#### TASK TO COMPLETE:
Give back exactly the lines that run from the line containing "Target: white wooden shelf" through the end of the listing below. Leave out every other line.

########

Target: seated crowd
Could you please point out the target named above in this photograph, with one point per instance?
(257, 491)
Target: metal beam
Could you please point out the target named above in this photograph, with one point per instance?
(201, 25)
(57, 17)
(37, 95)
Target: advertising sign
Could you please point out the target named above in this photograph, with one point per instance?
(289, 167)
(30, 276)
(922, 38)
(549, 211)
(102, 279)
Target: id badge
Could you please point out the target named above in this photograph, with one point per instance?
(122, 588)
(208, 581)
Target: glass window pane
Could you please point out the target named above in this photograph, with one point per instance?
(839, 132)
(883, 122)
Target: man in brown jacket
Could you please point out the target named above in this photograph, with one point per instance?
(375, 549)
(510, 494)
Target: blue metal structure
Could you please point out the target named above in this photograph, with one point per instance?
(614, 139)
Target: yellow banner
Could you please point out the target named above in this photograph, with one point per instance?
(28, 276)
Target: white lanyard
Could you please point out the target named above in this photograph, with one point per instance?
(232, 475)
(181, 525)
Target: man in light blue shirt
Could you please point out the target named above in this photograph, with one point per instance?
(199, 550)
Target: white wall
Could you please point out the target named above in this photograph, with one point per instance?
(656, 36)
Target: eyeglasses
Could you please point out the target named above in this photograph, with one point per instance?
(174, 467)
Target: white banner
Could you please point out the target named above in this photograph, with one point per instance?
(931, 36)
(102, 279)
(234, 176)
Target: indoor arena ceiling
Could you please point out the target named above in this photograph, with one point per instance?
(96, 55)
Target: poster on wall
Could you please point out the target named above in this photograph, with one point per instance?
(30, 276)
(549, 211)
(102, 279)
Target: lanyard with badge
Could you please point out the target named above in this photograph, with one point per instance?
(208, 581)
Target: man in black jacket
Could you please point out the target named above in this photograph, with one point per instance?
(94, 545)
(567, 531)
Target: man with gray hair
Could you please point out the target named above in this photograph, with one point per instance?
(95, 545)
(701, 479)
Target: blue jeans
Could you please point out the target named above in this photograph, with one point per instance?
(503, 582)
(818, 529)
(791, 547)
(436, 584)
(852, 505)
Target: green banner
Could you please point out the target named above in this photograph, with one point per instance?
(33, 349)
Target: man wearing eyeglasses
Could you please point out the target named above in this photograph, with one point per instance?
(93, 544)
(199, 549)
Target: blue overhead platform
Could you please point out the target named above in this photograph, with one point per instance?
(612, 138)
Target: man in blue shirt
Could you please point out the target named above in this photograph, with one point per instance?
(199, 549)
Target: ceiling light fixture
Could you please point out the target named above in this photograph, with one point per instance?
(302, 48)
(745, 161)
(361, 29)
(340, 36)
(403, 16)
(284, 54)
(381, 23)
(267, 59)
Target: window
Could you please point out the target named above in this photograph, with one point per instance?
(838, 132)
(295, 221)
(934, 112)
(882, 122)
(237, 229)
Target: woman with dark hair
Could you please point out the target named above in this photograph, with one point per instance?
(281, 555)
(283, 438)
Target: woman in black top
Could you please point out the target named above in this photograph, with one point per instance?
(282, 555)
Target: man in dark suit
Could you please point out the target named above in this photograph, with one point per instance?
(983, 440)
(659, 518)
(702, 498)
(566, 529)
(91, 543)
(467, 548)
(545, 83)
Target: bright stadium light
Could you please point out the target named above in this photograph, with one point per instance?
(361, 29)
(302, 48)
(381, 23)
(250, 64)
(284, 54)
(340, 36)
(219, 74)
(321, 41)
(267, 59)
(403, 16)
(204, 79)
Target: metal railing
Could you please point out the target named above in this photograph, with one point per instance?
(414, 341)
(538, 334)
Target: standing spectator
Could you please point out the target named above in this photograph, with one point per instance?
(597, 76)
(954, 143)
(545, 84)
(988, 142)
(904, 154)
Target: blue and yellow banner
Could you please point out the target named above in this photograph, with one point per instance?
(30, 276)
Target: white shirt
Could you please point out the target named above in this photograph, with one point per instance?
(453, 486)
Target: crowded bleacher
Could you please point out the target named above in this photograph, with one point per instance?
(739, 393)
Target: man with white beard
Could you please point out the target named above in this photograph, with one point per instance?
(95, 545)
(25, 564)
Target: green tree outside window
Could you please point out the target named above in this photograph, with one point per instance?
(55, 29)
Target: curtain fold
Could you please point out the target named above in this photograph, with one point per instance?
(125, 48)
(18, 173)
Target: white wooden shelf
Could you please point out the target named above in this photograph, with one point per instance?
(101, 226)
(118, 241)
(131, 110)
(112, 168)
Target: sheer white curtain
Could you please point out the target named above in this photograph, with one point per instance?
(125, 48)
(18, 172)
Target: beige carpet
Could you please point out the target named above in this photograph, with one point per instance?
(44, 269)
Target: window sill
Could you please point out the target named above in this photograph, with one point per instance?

########

#### FINAL RESULT:
Target: white wooden shelf
Could you please point out the target named above in this photograph, with one point per instance?
(101, 226)
(118, 241)
(131, 110)
(112, 168)
Target: sheer white curtain
Could you please point out the target named above in this photograph, with one point per instance?
(125, 48)
(18, 172)
Target: beige carpet
Could you please point out the target named above in this photograph, with one point per instance?
(44, 269)
Target: window sill
Could you please point out the target named above in this photograph, with one point per instance?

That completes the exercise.